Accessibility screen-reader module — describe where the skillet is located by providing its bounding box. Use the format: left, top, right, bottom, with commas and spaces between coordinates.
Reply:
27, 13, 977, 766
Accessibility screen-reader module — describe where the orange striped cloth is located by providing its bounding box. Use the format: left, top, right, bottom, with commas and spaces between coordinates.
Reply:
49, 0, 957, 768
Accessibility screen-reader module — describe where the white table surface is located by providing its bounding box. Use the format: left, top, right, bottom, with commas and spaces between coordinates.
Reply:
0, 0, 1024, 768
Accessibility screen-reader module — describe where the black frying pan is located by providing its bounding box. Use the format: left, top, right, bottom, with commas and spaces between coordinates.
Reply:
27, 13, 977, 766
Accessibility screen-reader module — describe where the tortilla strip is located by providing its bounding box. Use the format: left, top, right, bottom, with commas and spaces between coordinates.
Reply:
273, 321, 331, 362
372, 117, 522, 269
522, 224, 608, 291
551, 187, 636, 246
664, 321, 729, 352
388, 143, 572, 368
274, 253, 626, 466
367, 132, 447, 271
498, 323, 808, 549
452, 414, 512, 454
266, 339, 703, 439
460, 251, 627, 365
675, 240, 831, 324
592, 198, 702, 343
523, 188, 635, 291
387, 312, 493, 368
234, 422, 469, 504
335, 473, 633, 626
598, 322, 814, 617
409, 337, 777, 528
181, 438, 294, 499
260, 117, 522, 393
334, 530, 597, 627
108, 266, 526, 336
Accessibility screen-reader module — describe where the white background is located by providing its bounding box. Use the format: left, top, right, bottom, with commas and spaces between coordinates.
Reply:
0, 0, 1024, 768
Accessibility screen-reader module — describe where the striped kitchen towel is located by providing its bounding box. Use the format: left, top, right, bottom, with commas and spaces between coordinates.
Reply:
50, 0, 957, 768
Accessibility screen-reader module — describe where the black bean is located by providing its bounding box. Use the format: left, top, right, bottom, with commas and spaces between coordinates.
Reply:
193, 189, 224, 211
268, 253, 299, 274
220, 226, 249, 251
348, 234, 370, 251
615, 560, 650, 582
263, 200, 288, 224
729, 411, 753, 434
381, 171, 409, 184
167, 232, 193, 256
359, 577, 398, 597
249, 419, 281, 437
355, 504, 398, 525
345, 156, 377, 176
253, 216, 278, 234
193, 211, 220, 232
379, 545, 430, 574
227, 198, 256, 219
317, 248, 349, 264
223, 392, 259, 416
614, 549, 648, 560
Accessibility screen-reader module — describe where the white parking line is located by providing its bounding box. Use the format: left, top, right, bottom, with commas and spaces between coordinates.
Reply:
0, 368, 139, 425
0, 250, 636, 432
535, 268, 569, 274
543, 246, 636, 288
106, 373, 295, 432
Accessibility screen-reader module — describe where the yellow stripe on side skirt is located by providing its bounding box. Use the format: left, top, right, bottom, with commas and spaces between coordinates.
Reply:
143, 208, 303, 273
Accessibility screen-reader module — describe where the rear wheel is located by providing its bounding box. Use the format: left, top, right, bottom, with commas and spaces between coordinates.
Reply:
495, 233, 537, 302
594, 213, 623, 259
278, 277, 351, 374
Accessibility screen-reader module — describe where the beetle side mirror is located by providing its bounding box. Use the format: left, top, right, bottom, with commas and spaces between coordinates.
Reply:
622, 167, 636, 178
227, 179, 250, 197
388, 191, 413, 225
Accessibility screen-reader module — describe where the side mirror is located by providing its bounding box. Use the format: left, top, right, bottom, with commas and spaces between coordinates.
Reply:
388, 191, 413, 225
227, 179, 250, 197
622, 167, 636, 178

:::

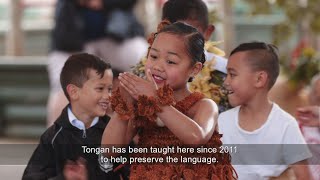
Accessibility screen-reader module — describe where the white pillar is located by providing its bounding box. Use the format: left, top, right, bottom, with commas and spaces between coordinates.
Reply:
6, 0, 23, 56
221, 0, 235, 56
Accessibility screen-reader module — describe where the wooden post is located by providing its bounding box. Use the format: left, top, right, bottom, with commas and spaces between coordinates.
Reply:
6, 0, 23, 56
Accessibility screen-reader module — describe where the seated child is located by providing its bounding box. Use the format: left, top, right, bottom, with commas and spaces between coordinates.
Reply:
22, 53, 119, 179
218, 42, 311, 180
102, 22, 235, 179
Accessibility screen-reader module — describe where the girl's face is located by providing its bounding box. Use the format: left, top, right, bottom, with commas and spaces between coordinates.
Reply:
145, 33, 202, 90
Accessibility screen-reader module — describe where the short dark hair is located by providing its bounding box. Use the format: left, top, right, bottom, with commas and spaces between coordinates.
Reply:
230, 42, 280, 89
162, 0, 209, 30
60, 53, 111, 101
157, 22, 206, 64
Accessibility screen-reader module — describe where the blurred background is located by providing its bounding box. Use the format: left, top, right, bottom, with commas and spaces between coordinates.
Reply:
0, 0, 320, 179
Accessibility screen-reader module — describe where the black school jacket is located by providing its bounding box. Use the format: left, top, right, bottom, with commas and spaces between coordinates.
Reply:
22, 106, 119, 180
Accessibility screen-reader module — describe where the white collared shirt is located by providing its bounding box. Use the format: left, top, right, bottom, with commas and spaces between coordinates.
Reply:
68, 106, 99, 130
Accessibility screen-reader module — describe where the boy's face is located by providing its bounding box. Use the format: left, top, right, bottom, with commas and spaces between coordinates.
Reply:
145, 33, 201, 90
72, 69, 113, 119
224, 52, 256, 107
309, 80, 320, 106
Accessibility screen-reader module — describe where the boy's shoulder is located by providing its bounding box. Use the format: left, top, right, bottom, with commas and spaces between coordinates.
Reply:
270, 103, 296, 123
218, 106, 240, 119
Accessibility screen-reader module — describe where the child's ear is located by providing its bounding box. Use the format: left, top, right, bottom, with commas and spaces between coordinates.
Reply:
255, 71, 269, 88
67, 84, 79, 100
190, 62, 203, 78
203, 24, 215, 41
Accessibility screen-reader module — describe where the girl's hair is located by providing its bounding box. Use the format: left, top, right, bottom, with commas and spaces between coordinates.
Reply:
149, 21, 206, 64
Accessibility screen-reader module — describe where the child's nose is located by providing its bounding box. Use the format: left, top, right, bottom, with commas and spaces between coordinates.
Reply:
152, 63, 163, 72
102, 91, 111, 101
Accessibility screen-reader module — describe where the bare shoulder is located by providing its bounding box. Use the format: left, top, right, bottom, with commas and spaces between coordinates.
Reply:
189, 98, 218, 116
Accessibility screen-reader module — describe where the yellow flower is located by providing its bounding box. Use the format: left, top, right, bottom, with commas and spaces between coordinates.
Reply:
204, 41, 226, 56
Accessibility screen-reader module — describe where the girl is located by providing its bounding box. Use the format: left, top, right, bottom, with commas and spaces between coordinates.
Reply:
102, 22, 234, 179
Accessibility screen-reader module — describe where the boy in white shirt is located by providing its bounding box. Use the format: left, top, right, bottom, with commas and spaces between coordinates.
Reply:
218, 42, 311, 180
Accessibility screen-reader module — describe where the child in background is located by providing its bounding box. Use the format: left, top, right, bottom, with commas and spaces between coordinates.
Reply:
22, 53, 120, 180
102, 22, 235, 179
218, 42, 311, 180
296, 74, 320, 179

:::

Could you scale part of this listing by writing out only the lines from the one with "the girl's hair" to the one with "102, 91, 111, 101", both included and requests kept, with every bounding-box coordinate in the answers multiplied by 2 and rounded to a whole number, halves up?

• ANSWER FOR THIS EXERCISE
Accessibility screen-reader module — describe where the girl's hair is located by providing its bounding box. Use the format: left, top, right, bottom, with commas and spaces between coordinates.
Reply:
298, 42, 412, 128
Accessibility screen-reader module — describe where the child's nose is located by providing its bounding box. Use the format: left, top, right, bottom, with commas and spaces between coordinates.
Reply:
304, 126, 326, 144
204, 182, 222, 202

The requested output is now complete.